**What the task requires**
Copy the stretch from the line that contains "The pointer SHOULD provide one marker per instance of the blonde" through the end of the material, changing "sleeveless jersey" to "tank top" and leaving everything else as it is.

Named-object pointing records
--------
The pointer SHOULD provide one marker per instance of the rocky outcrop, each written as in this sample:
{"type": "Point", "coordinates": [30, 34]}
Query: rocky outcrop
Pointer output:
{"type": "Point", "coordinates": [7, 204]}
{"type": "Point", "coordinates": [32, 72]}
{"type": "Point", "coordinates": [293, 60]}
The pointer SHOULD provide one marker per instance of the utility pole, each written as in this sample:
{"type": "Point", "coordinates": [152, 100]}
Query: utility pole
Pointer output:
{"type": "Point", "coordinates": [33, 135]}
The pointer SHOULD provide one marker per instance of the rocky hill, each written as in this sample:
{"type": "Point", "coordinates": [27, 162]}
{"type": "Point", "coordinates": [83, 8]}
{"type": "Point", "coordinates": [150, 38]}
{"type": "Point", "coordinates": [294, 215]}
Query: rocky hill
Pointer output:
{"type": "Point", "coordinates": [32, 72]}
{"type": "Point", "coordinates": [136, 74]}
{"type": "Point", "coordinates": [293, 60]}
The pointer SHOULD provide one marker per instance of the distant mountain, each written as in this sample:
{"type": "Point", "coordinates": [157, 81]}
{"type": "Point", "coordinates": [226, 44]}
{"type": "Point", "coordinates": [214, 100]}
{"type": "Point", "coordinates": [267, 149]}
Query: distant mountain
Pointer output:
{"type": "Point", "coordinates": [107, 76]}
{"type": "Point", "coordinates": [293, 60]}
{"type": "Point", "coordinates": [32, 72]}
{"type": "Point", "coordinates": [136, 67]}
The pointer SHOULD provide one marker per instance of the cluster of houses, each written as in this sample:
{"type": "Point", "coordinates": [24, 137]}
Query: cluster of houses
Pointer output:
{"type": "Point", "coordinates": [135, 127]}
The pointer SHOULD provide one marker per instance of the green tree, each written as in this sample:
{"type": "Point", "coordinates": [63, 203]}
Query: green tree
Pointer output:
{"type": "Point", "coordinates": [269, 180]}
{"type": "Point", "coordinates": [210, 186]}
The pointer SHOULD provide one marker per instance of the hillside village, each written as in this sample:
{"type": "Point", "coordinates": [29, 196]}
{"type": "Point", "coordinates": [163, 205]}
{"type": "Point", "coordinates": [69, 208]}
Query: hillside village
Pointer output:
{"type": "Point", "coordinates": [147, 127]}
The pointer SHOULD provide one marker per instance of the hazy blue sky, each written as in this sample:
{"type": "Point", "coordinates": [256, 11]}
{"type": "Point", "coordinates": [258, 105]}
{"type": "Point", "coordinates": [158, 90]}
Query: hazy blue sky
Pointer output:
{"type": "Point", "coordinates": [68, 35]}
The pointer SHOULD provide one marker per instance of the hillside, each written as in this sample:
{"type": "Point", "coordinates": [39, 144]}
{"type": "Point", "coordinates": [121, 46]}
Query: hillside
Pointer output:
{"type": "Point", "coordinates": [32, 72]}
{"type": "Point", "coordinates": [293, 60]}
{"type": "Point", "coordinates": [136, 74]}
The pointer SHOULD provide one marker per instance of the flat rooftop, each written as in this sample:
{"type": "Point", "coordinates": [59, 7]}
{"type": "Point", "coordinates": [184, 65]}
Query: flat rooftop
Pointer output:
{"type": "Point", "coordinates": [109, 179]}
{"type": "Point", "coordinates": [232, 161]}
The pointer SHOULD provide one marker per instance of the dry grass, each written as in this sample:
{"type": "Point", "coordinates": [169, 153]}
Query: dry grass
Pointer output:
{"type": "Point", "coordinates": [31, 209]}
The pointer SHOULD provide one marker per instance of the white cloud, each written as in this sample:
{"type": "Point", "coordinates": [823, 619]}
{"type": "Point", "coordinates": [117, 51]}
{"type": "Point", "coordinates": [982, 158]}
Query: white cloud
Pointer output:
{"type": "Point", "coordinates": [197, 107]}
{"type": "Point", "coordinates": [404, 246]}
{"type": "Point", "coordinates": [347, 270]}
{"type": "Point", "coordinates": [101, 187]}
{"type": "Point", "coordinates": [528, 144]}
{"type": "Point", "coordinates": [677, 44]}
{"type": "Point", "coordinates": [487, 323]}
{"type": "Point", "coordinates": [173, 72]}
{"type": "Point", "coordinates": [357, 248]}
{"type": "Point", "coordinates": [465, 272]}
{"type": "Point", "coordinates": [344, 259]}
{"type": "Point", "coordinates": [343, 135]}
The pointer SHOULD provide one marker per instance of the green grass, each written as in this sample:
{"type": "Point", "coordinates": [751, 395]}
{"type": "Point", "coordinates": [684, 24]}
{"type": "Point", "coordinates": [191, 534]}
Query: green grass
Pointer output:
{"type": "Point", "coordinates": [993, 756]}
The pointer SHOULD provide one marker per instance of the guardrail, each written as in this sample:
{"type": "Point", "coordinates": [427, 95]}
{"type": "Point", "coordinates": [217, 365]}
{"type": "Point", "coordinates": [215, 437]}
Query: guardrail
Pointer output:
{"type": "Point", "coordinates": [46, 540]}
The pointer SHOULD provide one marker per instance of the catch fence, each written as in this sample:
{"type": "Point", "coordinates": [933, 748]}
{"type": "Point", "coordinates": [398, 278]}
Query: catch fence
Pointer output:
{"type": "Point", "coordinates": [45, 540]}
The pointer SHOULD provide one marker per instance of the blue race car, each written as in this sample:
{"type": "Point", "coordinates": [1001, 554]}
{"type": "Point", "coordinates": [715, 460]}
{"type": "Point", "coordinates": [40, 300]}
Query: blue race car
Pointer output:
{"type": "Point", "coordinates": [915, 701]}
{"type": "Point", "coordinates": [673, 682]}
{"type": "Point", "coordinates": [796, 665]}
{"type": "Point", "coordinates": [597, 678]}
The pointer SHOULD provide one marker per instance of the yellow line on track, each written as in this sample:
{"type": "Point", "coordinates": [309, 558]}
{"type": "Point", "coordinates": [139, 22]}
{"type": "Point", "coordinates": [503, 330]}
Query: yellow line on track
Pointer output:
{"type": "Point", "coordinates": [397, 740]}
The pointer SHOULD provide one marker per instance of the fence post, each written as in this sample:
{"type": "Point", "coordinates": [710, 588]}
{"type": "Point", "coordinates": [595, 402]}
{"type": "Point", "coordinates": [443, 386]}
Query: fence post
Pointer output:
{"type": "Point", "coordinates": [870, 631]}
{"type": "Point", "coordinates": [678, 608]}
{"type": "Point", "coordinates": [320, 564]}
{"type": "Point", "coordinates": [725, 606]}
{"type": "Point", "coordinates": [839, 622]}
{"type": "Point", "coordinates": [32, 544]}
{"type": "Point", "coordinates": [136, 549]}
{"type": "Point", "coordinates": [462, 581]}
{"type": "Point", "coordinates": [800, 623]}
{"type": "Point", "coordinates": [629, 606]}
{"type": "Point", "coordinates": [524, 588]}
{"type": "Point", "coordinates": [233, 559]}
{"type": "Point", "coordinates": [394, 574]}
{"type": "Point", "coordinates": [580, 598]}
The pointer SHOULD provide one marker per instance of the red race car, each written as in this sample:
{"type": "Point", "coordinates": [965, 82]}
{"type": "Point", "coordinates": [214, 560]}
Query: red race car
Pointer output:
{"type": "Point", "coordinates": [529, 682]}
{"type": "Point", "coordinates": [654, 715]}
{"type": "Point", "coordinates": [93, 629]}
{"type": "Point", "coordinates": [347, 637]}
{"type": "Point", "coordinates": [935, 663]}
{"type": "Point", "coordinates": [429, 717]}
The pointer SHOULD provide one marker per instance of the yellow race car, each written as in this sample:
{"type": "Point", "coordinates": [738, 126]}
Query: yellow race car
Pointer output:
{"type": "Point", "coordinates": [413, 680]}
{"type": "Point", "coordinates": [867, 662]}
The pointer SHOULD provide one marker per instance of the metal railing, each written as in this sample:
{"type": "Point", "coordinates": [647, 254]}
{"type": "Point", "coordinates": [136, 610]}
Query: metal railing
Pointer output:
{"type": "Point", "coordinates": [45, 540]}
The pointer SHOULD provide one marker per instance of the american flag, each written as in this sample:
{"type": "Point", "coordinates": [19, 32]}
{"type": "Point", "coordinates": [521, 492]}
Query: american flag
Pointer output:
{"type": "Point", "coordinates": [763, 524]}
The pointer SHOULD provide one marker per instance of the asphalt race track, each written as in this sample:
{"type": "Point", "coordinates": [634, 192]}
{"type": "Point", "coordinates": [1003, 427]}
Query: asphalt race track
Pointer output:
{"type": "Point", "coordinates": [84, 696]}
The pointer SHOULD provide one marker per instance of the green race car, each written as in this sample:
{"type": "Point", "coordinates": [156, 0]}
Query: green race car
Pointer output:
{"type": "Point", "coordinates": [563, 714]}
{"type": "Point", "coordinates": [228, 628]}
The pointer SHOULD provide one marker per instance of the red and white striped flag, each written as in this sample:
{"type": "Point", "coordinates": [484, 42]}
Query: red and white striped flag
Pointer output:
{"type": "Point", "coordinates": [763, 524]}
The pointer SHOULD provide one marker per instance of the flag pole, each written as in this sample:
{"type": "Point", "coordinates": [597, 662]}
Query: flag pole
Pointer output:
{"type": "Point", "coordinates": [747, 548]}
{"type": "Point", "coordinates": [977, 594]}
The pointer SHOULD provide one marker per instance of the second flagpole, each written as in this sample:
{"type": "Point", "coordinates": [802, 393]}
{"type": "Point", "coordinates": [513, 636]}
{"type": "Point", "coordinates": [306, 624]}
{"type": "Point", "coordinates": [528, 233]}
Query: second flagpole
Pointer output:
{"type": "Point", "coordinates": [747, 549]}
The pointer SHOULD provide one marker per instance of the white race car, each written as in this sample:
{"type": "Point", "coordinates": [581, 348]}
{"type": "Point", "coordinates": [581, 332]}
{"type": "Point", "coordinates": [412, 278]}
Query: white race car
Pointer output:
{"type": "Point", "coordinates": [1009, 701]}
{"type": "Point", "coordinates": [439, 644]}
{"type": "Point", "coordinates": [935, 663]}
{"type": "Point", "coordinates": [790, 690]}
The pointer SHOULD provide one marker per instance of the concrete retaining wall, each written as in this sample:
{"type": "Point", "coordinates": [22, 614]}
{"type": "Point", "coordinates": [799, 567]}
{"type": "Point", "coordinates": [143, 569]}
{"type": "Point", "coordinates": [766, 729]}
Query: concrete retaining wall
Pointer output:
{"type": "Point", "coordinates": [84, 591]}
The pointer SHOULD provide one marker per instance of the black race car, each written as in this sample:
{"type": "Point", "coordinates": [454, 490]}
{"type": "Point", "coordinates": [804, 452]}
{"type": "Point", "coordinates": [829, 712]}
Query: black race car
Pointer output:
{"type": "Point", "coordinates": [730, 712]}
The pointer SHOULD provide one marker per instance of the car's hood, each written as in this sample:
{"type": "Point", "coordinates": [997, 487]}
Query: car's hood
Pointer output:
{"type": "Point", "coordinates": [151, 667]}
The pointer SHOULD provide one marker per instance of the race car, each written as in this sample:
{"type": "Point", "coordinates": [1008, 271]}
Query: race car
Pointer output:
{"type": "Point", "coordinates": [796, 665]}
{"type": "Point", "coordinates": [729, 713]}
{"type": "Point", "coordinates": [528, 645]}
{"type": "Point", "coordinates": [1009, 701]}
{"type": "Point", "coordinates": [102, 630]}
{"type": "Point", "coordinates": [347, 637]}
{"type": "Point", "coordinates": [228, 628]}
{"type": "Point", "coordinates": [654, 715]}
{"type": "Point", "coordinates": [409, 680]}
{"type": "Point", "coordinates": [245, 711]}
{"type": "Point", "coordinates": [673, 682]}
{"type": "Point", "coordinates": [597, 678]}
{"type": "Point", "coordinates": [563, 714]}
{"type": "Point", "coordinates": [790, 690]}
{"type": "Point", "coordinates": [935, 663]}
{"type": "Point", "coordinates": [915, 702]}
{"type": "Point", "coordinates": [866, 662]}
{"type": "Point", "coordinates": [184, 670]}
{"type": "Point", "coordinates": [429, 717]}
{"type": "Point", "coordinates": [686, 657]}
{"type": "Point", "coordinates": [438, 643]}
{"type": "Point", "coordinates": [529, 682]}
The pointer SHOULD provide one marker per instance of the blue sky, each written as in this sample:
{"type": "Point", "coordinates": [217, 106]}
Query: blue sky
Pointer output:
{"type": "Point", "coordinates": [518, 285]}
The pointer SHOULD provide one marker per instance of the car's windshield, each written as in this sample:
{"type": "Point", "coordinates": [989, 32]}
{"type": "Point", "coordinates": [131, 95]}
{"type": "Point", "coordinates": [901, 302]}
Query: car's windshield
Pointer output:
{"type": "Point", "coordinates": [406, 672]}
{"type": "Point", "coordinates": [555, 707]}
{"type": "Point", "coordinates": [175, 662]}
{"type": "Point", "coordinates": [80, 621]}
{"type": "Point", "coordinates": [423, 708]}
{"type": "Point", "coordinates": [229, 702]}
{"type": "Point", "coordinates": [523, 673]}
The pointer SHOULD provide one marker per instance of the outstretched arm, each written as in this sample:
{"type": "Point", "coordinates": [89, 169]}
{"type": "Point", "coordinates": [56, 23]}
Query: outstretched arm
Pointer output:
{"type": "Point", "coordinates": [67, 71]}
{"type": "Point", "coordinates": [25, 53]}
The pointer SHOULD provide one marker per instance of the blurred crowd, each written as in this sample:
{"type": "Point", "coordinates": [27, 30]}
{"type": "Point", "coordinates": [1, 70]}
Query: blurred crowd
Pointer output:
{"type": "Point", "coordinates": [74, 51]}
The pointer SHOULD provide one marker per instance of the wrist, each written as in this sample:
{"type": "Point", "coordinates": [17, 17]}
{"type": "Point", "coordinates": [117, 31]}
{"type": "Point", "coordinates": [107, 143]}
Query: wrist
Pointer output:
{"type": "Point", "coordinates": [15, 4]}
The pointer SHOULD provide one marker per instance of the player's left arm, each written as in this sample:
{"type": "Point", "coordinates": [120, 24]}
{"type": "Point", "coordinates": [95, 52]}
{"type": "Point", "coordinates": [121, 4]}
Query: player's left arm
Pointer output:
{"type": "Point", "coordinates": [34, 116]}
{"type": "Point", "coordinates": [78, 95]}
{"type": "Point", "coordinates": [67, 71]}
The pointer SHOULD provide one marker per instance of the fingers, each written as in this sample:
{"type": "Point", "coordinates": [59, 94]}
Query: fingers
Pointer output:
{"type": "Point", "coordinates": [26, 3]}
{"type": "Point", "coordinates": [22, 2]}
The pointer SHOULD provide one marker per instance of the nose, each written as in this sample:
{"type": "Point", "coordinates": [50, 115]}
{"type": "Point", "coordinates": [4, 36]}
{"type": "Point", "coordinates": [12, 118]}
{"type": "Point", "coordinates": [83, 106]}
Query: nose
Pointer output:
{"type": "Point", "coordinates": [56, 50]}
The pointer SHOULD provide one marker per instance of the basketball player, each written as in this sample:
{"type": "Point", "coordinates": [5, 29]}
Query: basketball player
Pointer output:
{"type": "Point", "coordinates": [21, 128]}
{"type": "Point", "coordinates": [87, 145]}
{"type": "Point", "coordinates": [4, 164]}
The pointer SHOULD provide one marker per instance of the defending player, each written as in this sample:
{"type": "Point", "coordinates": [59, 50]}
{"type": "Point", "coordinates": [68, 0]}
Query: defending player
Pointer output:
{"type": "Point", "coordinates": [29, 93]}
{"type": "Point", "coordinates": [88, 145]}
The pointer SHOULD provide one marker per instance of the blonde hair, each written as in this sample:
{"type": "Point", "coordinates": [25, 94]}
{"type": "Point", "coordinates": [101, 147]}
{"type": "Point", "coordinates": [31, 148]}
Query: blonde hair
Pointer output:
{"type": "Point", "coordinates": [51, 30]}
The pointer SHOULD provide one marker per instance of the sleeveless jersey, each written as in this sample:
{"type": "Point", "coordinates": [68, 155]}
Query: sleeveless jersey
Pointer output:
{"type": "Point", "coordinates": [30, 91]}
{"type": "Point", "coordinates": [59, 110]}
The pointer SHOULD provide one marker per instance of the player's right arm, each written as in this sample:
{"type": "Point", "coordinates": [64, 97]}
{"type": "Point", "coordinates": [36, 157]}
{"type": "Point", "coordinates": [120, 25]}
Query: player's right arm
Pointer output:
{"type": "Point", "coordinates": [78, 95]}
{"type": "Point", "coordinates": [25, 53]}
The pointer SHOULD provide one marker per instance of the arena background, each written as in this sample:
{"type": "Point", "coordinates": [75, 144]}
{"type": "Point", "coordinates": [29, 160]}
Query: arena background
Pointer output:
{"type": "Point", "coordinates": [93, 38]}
--------
**The response**
The pointer SHOULD provide one marker per instance of the blonde hair, each written as in this sample:
{"type": "Point", "coordinates": [25, 94]}
{"type": "Point", "coordinates": [101, 147]}
{"type": "Point", "coordinates": [31, 148]}
Query: blonde hair
Pointer output:
{"type": "Point", "coordinates": [51, 30]}
The pointer SHOULD provide one marker per instance of the tank top, each written as in this sample:
{"type": "Point", "coordinates": [68, 155]}
Query: tank top
Pointer output:
{"type": "Point", "coordinates": [30, 91]}
{"type": "Point", "coordinates": [59, 110]}
The pointer SHOULD provide one marker per instance of the player's right arm, each written as in this sample:
{"type": "Point", "coordinates": [64, 97]}
{"type": "Point", "coordinates": [36, 157]}
{"type": "Point", "coordinates": [120, 25]}
Query: player's right arm
Pointer output:
{"type": "Point", "coordinates": [78, 95]}
{"type": "Point", "coordinates": [25, 53]}
The pointer SHOULD provide one marker per instance of the arena background, each written as in this sample:
{"type": "Point", "coordinates": [75, 144]}
{"type": "Point", "coordinates": [29, 160]}
Query: arena background
Pointer output:
{"type": "Point", "coordinates": [93, 38]}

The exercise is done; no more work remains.